→ **ИСХОДНЫЙ ТЕКСТ**:
Этой весной, приблизительно за месяц до смерти, моя мама категорически отказалась от компотов, соков и даже магазинной сладкой воды, которую раньше особенно любила. Зато не могла напиться холодной колодезной воды, такая она была ей вкусная.
И хотя в нашем дворе давно стоит колонка, однако воду в самый сильный мороз, который так донимал в этом году, вынуждены брать из старого колодца. Колодец давно врос в землю, старая дощатая крыша посерела от времени.
— Сколько ему лет?.. По-видимому, около ста, если не больше, потому что он был и до меня, — говорила мама, которой в последний день рождения, 3 февраля, исполнилось 84 года.

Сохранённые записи
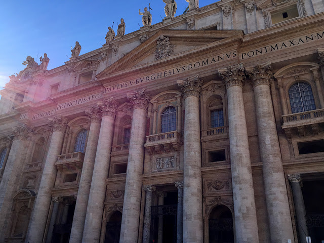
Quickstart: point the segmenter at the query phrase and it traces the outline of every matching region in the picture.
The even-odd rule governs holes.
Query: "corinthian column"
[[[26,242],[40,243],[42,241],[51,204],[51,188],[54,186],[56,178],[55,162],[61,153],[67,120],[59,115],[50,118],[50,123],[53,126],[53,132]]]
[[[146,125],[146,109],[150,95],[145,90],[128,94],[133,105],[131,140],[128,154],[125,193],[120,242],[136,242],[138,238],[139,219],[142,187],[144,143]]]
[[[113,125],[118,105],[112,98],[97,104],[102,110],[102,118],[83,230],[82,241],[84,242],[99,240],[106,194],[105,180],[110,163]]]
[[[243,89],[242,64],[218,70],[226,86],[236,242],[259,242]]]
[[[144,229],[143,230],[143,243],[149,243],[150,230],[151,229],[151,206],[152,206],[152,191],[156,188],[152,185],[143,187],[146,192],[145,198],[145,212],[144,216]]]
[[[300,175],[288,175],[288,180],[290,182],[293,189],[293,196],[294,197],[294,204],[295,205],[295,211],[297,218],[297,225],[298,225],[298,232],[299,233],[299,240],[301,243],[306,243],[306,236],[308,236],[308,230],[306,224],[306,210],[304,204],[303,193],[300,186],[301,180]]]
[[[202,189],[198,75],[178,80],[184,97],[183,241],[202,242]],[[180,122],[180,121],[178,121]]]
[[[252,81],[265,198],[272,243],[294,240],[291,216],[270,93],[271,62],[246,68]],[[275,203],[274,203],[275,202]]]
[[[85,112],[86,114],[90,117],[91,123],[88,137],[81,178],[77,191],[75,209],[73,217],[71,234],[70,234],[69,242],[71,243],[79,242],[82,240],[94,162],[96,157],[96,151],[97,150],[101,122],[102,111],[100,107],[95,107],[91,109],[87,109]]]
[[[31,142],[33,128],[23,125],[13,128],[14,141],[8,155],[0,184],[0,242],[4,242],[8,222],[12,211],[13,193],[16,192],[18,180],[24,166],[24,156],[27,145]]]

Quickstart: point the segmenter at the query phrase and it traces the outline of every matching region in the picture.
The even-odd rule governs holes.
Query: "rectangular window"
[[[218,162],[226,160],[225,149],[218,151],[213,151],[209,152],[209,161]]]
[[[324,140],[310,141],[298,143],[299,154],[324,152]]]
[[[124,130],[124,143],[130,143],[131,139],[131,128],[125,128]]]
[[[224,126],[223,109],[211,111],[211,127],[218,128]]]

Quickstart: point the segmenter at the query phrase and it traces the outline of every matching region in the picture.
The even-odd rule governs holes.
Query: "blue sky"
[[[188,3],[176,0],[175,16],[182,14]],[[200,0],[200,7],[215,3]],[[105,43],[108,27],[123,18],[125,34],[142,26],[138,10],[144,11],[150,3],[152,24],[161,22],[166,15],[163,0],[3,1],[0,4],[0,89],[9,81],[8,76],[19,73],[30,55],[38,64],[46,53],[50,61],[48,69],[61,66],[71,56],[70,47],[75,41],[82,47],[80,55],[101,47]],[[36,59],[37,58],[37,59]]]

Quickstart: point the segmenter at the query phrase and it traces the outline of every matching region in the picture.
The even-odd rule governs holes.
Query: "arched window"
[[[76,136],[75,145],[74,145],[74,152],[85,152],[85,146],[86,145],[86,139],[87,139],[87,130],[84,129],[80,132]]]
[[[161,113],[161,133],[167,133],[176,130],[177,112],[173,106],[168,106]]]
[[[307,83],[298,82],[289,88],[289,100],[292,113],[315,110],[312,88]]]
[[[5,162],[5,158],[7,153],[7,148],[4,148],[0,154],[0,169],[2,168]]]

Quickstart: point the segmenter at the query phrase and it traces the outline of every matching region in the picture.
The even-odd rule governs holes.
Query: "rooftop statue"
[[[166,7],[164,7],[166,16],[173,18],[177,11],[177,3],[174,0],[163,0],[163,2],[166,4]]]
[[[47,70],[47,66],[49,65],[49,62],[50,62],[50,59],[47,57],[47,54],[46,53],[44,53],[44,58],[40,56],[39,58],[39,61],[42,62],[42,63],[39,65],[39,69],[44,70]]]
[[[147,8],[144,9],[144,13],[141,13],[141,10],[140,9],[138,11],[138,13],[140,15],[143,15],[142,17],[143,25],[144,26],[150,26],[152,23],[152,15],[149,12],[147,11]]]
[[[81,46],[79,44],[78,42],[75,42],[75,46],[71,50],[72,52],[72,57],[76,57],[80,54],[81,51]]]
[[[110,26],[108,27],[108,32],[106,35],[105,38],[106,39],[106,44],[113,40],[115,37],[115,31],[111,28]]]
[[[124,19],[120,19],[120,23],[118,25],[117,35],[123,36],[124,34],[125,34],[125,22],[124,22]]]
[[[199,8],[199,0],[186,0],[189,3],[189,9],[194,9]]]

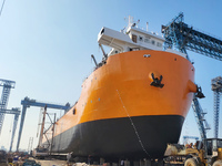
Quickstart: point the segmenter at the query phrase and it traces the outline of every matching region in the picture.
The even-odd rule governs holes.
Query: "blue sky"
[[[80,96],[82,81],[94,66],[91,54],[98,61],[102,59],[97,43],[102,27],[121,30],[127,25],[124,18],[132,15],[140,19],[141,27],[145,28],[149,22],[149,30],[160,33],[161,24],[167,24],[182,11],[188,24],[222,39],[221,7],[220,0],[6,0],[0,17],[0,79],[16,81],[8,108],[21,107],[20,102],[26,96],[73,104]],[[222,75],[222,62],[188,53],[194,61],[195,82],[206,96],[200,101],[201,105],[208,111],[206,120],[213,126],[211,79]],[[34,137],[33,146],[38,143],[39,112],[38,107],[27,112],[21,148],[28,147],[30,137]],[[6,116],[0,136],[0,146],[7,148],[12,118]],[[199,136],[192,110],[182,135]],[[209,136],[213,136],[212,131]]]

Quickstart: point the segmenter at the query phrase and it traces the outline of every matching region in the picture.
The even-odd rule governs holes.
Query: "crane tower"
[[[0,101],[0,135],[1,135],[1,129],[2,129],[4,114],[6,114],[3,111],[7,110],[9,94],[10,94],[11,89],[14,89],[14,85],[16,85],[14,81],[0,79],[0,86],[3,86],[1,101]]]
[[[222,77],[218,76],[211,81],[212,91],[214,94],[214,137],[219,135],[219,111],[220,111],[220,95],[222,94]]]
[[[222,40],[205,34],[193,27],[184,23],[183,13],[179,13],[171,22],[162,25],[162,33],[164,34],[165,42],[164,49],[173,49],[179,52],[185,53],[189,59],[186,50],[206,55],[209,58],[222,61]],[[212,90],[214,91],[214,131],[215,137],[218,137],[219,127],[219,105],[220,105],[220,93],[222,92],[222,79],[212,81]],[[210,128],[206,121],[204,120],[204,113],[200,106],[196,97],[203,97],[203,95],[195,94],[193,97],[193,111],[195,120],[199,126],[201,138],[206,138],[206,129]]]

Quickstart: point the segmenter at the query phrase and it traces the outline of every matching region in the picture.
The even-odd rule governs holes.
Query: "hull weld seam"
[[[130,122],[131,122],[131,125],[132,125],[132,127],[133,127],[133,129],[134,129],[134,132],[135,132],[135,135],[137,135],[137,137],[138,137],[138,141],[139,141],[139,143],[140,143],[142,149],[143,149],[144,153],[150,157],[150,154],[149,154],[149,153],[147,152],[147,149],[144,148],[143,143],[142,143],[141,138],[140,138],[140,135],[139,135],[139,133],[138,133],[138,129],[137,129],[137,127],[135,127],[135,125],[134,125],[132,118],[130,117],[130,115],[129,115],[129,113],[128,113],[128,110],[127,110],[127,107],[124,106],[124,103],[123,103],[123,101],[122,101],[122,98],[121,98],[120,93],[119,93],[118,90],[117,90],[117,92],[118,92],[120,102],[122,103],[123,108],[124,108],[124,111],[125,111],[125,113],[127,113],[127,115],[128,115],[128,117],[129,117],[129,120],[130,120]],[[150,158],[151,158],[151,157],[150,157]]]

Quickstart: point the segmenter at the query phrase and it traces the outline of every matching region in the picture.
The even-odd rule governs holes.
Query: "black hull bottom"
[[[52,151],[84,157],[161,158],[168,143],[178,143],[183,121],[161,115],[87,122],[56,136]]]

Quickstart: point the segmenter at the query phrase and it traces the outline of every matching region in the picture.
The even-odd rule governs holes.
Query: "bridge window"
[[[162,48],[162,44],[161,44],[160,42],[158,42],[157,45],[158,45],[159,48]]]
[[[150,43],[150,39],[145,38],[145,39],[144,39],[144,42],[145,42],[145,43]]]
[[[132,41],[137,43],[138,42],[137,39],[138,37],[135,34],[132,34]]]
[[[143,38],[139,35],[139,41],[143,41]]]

→ **ЗАДАНИЕ 1**: Извлеките из текста о колодце дословный отрывок: начните со слов «Этой весной, приблизительно» и закончите словами «исполнилось 84 года.».
→ **ЗАДАНИЕ 2**: Продолжите текст о колодце, начиная сразу после его последнего предложения.
Строки к тексту о колодце никакого отношения не имеют.

→ **ОЖИДАЕМЫЙ ОТВЕТ 1**:
Этой весной, приблизительно за месяц до смерти, моя мама категорически отказалась от компотов, соков и даже магазинной сладкой воды, которую раньше особенно любила. Зато не могла напиться холодной колодезной воды, такая она была ей вкусная.
И хотя в нашем дворе давно стоит колонка, однако воду в самый сильный мороз, который так донимал в этом году, вынуждены брать из старого колодца. Колодец давно врос в землю, старая дощатая крыша посерела от времени.
— Сколько ему лет?.. По-видимому, около ста, если не больше, потому что он был и до меня, — говорила мама, которой в последний день рождения, 3 февраля, исполнилось 84 года.

→ **ОЖИДАЕМЫЙ ОТВЕТ 2**:
Колодец на нашей улице в моем родном Лаврове называют Закоштуевым. Такую фамилию носила едва ли не самая богатая в Лаврове крестьянская семья, которая только пахотной земли имела 23 гектара. Больше имели, конечно, владельцы наших плодородных земель князья Любомирские, на чьих хмельниках (а хмель князь поставлял на собственный пивзавод в Варшаву) теперь стоит наша хата. Родители специально строились (это было уже в середине 50-х годов прошлого века) на «ничейной» земле. Мы имели свой родовой хутор, но во Вторую мировую Лавров постигла большая трагедия: село почти полностью было сожжено немцами. Так оккупанты отомстили за «ребят из леса»: немногочисленный отряд УПА несколько раз стрельнул по немцам, а люди остались без хат... На месте пожарища мама выкопала землянку, в которой еще и я родилась. А когда надумали строить дом, то взобрались на холмик над центральной дорогой, на ничейное, потому что люди до сих пор помнят, где чьи земли...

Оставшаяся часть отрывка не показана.